### Ausgangstext:
--

SELMA MAHLKNECHT
Betrachtungen über den „Kranich“
von Hans Perting
„Die Welt ist fünf Stunden lang.“ Bereits mit dem ersten Satz werden die Maßstäbe gesetzt, welche die Erzählung bestimmen werden: Schrittlängen, Atmung, Vogelflug, Aussaat, Ernte – eingepfercht in den engen Begrenzungen eines Tales, aus dem es kein Entrinnen zu geben scheint, zumindest nicht für jene, die sich an die Regeln halten, ihren Hut ziehen und die Handfessel des Rosenkranzes durch ihre Finger gleiten lassen.
Die Welt ist fünf Stunden lang. Wir folgen dem jungen Raetho in diese Welt, aus der er sich Stück für Stück hinaustastet, die er in ihrer Beschränktheit zu begreifen beginnt, deren Umklammerung ihn aber nicht loslassen wird, niemals, selbst dann nicht, als er sie wie eine überlebte Haut abgestreift zu haben meint, als er hinauswächst über seine fünf Stunden bei gutem Schritt, als er die Unendlichkeit da draußen erkennt und letztlich in dieser Unendlichkeit wieder dieselben Grenzen von vorher, die er überschreiten muss, wieder und wieder, bis zum Schluss.

--

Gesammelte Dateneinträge
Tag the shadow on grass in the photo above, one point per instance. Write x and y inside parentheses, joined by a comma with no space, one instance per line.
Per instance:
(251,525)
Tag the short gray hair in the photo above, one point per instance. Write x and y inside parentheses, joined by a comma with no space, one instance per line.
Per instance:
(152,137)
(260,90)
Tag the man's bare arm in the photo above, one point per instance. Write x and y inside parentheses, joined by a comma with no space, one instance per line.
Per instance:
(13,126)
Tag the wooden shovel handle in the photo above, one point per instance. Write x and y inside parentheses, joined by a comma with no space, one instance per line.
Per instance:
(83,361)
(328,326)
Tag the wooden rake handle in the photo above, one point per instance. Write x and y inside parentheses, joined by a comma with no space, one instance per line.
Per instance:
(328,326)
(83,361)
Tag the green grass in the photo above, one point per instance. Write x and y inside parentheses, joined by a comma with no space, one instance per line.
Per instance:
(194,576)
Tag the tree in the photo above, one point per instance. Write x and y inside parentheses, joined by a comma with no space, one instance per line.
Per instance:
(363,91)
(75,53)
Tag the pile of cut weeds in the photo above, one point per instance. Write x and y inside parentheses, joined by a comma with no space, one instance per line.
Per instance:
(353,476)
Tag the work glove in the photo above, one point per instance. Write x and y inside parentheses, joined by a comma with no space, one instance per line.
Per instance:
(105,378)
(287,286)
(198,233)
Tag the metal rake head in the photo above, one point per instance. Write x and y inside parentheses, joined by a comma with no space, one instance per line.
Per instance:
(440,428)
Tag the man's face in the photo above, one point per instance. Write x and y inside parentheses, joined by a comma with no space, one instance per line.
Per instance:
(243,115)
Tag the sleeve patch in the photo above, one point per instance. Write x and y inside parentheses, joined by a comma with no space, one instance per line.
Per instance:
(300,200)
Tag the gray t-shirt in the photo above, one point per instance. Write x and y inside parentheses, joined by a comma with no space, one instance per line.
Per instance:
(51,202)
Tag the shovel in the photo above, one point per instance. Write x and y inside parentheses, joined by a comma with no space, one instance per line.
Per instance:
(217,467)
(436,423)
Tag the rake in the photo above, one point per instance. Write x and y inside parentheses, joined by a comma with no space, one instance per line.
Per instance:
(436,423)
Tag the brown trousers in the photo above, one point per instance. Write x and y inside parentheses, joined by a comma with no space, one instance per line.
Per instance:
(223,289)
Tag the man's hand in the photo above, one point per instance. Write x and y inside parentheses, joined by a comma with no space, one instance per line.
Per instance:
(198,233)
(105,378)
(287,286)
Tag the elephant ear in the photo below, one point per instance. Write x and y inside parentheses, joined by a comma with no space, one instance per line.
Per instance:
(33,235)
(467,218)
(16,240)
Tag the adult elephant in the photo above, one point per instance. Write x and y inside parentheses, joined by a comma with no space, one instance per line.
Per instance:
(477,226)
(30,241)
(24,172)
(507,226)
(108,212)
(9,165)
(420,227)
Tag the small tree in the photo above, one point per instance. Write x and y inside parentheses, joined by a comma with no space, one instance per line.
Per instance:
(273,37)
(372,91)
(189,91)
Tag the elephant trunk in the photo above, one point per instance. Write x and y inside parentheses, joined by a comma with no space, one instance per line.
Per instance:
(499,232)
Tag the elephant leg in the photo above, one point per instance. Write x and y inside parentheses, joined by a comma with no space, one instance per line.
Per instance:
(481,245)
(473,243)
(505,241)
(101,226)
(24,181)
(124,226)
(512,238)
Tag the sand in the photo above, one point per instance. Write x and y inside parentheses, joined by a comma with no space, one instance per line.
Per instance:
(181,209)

--

### Deine Aufgaben:
**a.** Schreib den Ausgangstext zwischen „SELMA MAHLKNECHT“ und „Finger gleiten lassen.“ einschließlich neu und ersetze dabei „Tales“ durch „Bergtales“.
**b.** Wie lang ist die Welt laut dem ersten Satz im Ausgangstext?
**c.** Entscheide für jede Aussage, ob sie zum Ausgangstext passt, und belege deine Antwort mit einem wörtlichen Zitat:
(i) Die Welt ist fünf Stunden lang.
(ii) Die Umklammerung dieser Welt lässt Raetho irgendwann ganz los.
(iii) Der Ausgangstext spricht von den engen Begrenzungen eines Tales.
Die Einträge haben mit dem Ausgangstext nichts zu tun.

### Lösungen je Aufgabe:
**a.**
SELMA MAHLKNECHT
Betrachtungen über den „Kranich“
von Hans Perting
„Die Welt ist fünf Stunden lang.“ Bereits mit dem ersten Satz werden die Maßstäbe gesetzt, welche die Erzählung bestimmen werden: Schrittlängen, Atmung, Vogelflug, Aussaat, Ernte – eingepfercht in den engen Begrenzungen eines Bergtales, aus dem es kein Entrinnen zu geben scheint, zumindest nicht für jene, die sich an die Regeln halten, ihren Hut ziehen und die Handfessel des Rosenkranzes durch ihre Finger gleiten lassen.

**b.** Fünf Stunden.

**c.**
(i) Ja: „Die Welt ist fünf Stunden lang.“
(ii) Nein: „deren Umklammerung ihn aber nicht loslassen wird, niemals“
(iii) Ja: „eingepfercht in den engen Begrenzungen eines Tales“